→ **DATA SECTION**:
########
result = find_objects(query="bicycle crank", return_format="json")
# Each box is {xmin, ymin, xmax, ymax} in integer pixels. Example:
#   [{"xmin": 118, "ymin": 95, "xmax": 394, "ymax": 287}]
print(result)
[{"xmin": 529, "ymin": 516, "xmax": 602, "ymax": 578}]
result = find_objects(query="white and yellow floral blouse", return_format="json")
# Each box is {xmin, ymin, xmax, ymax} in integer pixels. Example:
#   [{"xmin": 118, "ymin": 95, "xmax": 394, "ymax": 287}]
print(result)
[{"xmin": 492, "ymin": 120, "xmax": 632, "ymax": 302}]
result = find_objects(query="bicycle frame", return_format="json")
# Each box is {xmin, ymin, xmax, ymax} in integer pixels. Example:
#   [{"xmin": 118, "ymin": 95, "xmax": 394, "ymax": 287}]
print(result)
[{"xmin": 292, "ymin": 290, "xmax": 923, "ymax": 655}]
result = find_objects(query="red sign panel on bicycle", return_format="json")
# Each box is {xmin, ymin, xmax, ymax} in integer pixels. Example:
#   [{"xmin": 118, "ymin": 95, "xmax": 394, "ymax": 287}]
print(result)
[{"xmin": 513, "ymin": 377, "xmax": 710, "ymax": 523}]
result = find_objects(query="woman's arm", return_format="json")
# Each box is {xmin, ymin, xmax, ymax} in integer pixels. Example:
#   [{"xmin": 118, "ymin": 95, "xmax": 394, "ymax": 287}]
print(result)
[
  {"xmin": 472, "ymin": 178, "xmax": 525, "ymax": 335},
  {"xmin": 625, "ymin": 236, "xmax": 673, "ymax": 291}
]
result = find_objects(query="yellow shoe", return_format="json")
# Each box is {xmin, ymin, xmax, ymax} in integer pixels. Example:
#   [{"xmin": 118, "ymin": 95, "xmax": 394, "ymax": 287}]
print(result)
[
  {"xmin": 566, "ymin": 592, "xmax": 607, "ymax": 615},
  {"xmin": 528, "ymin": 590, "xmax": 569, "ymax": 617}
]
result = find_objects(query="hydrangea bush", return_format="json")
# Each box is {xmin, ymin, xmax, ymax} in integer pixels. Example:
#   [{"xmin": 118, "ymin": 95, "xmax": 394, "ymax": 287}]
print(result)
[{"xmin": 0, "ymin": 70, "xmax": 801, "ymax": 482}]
########
→ **PROMPT**: Collect every line in the records above that contains the word "yellow". Case counts.

→ **TASK SOLUTION**:
result = find_objects(query="white and yellow floral blouse", return_format="json")
result = find_objects(query="yellow shoe", return_format="json")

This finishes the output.